Exercise description: Please convert the entries below into a two-column CSV with the header entry_text and answer, one row per entry. Put each entry's text and its answer in a single quoted field, replace line breaks with spaces, and leave out the pictures.

Input material:
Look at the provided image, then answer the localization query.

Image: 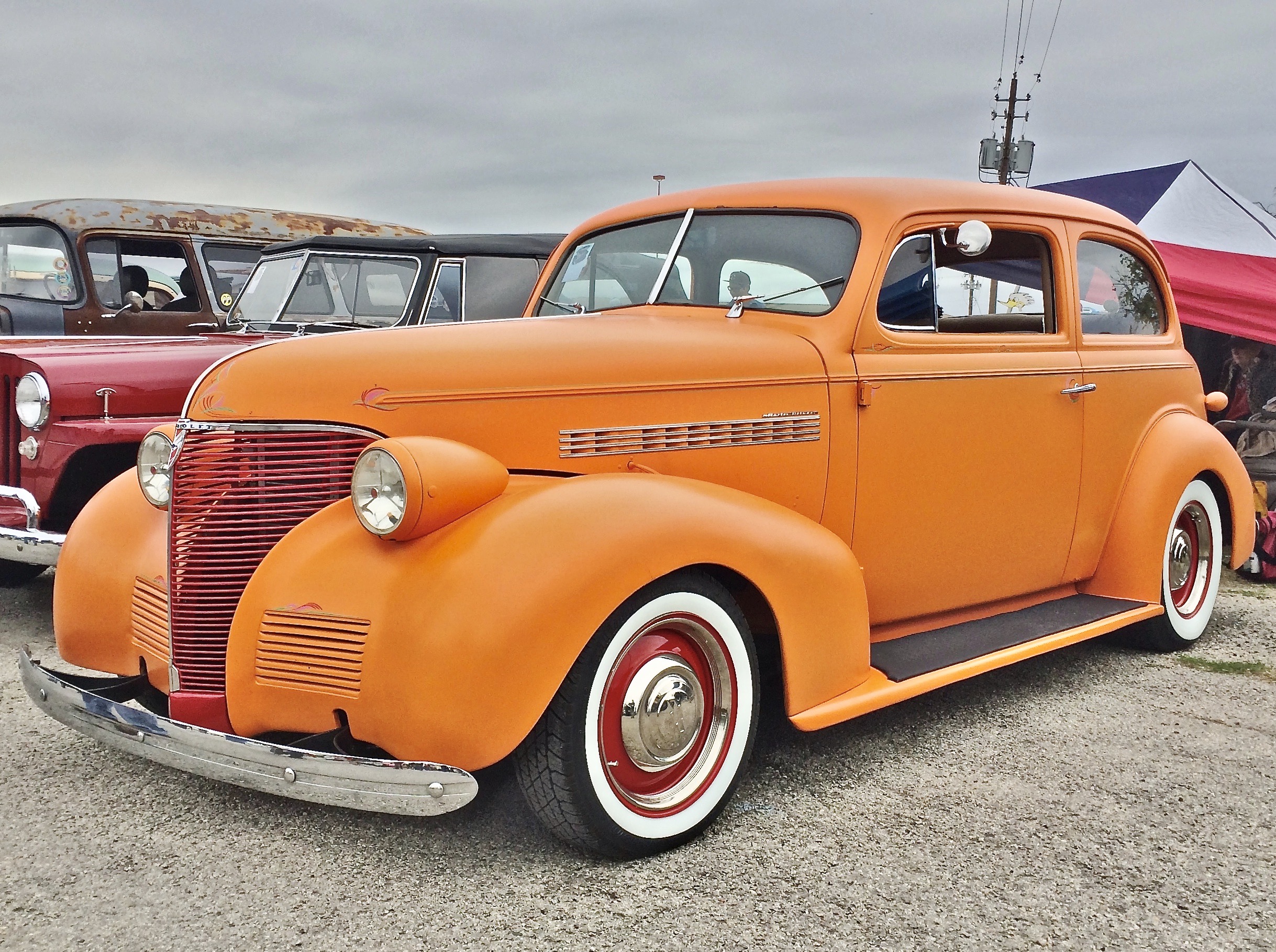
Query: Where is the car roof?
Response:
[265,234,567,258]
[0,198,429,241]
[572,179,1138,235]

Task result:
entry_text,answer
"Look at the provided image, then answer the localization query. Image: Query: Where is the car roof? Response:","[265,234,567,258] [0,198,429,241] [572,179,1138,235]"